* _Your objective_:
Render the lines of these entries as a JSON list of strings, one string per line, with blank lines and pictures left out. Begin at the line that contains "Category: headband tail" and stop after the line that contains "[291,225,328,245]".

* _Provided material_:
[START]

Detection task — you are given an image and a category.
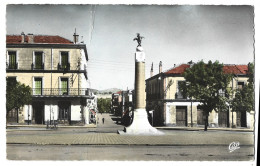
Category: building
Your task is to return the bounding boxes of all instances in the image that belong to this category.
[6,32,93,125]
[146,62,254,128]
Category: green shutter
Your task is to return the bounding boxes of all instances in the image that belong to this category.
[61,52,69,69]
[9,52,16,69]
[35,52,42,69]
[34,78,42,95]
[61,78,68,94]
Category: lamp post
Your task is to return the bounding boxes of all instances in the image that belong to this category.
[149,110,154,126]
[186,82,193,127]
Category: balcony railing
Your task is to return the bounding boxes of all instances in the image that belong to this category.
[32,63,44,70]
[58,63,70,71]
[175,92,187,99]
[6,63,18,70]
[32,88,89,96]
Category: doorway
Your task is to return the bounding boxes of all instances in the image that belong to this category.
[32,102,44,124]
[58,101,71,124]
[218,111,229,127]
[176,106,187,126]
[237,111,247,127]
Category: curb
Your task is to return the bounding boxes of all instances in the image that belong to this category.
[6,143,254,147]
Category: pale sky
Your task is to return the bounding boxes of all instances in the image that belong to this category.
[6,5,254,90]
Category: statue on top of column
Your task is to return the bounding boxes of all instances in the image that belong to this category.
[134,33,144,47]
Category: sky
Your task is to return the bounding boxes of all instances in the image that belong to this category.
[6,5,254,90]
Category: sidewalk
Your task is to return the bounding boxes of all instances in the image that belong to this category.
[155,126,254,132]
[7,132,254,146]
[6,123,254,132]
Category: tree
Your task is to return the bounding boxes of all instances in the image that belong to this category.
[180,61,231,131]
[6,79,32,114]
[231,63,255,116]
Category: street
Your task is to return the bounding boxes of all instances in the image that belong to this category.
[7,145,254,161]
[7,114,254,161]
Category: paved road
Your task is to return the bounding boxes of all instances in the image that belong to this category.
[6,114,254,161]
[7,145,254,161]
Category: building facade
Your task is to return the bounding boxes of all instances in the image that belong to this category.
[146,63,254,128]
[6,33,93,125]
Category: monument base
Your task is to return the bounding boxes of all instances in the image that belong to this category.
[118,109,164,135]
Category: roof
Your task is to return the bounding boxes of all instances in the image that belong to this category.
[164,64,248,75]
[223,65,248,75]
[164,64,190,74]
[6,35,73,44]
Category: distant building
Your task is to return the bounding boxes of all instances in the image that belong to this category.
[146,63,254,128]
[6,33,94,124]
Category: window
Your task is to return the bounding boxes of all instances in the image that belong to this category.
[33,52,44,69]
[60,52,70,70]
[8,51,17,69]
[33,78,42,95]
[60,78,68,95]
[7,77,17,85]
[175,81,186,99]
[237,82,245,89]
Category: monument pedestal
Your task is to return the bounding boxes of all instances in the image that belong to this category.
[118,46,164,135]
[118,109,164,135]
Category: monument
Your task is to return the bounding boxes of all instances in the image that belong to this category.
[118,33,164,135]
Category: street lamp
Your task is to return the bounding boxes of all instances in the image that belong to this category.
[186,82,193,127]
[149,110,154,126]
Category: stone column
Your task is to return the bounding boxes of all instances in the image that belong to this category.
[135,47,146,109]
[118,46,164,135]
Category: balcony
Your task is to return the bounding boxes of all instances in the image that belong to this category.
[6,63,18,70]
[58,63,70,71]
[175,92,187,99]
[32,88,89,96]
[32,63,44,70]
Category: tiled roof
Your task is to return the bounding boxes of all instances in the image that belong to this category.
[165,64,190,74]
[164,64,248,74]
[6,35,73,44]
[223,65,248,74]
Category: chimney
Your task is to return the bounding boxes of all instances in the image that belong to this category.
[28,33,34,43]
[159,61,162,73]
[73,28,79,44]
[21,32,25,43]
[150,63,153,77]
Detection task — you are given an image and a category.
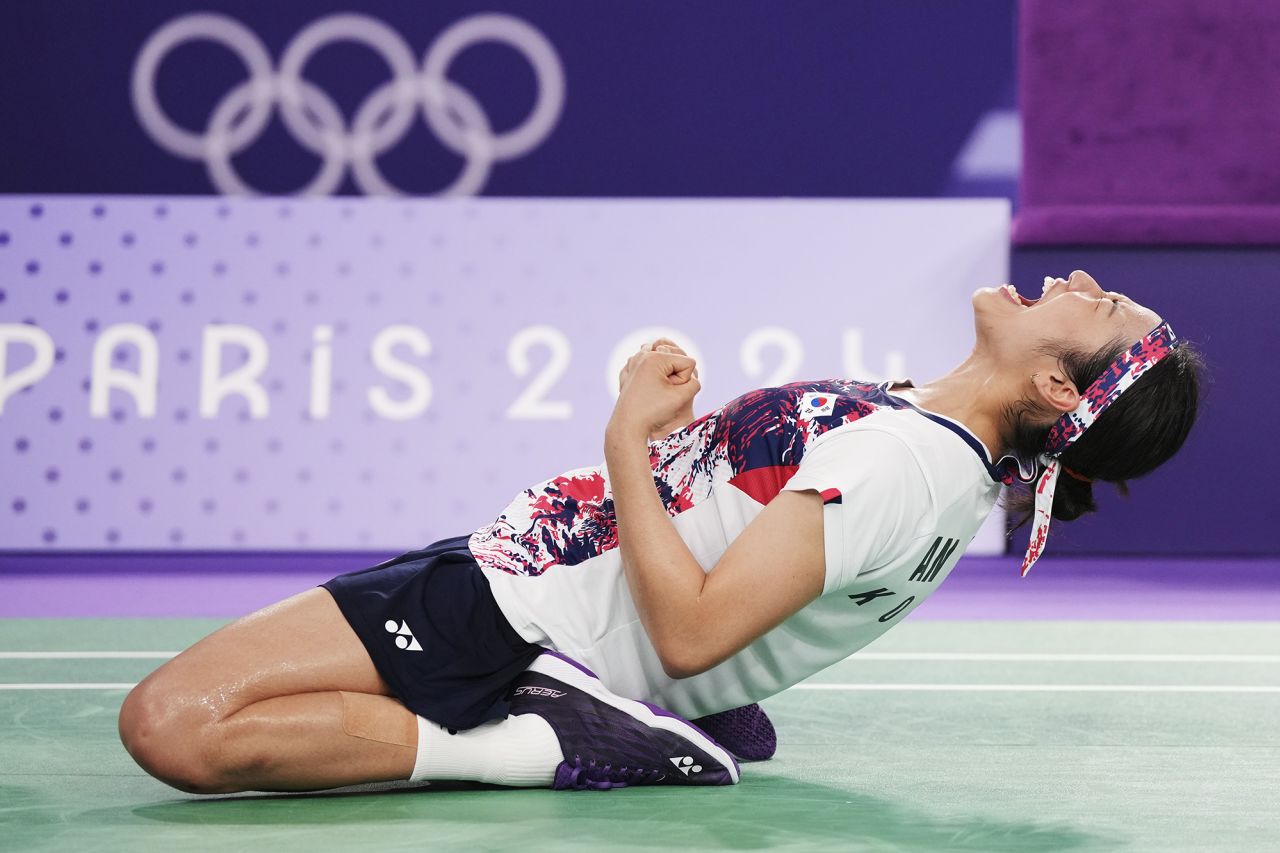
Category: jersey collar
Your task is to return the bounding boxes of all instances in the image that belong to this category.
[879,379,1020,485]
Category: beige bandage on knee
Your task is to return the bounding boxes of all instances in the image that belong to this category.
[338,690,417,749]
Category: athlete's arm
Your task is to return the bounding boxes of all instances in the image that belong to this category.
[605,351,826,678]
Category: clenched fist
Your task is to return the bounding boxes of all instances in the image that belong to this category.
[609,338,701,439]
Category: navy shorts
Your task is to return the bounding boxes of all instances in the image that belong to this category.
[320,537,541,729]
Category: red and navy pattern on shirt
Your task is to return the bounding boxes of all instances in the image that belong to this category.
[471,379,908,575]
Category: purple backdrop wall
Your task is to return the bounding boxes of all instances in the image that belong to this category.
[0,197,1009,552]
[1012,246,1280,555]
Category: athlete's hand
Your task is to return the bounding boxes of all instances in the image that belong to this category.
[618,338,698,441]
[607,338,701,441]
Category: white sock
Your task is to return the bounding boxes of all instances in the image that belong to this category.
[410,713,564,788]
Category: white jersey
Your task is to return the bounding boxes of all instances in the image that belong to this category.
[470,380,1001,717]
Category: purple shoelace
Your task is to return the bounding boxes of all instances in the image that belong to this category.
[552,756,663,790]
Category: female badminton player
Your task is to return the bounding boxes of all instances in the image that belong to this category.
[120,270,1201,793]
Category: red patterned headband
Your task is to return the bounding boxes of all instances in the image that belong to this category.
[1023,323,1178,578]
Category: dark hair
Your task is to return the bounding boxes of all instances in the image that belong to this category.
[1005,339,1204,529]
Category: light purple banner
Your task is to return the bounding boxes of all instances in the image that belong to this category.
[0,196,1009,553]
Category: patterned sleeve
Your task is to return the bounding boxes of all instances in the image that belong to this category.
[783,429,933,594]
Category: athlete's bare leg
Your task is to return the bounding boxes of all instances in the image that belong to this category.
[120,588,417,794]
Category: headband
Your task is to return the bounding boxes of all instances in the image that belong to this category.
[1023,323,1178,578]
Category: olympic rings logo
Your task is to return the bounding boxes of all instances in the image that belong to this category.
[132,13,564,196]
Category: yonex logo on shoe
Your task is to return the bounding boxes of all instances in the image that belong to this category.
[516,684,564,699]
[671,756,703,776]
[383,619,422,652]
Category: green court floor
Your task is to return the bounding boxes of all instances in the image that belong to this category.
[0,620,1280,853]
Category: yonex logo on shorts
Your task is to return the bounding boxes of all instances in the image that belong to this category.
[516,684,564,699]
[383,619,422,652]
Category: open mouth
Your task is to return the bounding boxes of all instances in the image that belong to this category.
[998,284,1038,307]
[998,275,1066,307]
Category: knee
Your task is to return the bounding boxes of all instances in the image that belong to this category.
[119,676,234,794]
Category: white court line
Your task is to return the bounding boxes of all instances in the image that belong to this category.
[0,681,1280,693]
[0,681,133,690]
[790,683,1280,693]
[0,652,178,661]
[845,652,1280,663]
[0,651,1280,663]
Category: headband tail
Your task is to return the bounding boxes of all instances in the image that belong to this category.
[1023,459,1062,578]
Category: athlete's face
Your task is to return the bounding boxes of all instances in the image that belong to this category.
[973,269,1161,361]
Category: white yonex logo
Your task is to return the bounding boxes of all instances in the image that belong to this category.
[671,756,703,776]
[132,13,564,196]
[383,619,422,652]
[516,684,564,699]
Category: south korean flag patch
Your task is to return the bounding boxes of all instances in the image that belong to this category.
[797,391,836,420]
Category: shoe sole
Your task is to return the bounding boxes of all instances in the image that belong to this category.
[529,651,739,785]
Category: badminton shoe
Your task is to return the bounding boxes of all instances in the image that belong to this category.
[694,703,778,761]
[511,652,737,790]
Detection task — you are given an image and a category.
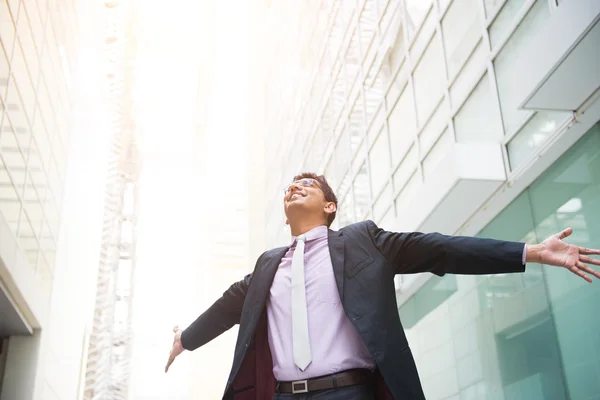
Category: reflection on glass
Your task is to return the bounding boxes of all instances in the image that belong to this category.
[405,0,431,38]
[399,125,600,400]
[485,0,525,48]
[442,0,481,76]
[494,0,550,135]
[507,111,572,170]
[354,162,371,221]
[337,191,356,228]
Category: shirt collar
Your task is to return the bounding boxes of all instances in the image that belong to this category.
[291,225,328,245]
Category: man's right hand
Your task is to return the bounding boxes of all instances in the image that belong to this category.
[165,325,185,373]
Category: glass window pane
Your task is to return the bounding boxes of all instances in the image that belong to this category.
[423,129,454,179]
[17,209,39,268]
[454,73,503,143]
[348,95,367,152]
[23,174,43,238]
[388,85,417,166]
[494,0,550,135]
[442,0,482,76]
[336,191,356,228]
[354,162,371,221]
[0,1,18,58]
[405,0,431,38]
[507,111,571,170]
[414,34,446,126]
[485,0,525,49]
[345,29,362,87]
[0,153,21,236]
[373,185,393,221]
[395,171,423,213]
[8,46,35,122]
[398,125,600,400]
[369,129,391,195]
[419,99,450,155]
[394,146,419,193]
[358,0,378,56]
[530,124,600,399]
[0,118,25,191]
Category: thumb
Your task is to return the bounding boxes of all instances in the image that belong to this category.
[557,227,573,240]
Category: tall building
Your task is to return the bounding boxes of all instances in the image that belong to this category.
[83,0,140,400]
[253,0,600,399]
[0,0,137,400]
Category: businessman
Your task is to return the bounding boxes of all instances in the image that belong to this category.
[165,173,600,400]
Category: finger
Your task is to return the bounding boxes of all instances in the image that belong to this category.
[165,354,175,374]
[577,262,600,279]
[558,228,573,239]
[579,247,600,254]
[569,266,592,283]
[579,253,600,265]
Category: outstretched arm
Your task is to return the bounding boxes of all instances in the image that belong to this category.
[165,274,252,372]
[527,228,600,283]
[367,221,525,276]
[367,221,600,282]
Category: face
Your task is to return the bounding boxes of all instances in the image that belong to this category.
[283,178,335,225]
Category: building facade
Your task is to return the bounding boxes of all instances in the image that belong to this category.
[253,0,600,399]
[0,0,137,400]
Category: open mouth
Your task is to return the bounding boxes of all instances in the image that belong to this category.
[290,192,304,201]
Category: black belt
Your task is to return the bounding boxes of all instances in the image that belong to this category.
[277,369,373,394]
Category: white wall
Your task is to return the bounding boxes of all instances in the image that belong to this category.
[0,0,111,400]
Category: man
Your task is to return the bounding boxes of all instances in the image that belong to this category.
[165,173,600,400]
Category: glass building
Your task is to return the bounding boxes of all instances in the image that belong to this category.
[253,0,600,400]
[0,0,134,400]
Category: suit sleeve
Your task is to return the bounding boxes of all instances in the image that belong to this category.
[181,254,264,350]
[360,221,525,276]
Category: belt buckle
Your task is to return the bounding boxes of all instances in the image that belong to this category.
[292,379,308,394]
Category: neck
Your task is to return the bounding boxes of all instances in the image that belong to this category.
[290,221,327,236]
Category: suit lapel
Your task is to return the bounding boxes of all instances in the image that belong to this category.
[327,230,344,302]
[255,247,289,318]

[END]

* _Finished answer_:
[
  "Category: headband tail",
  "Your task is to return the bounding boxes of all instances in the image that belong to this category.",
  "[1023,459,1062,578]",
  "Category: athlete's face",
  "Your task is to return the bounding boxes of all instances in the image that belong to this category.",
  "[973,269,1161,361]",
  "Category: white yonex logo",
  "Your task is to return the bounding boxes of all instances in the image that belong to this category.",
  "[671,756,703,776]",
  "[132,13,564,196]",
  "[383,619,422,652]",
  "[516,684,564,699]",
  "Category: south korean flag patch",
  "Your task is to return the bounding boxes of all instances in the image that belong to this category.",
  "[797,391,836,420]",
  "Category: shoe sole",
  "Your task is to return the bounding boxes of all instances in the image that belong to this category.",
  "[529,651,739,785]",
  "Category: badminton shoe",
  "Your task is to return the bounding boxes of all instances in the image that belong to this category.",
  "[694,703,778,761]",
  "[511,652,737,790]",
  "Detection task — you are given an image and a category.",
  "Category: reflection on glass",
  "Your task is to return the bounding boxes of all instances in the image that belong to this category.",
  "[405,0,431,38]",
  "[399,125,600,400]",
  "[485,0,525,48]",
  "[442,0,481,76]",
  "[494,0,550,135]",
  "[507,111,572,170]",
  "[354,162,371,221]",
  "[337,191,356,228]",
  "Category: shirt collar",
  "Your task is to return the bounding boxes of all instances in the image that belong to this category.",
  "[291,225,328,245]"
]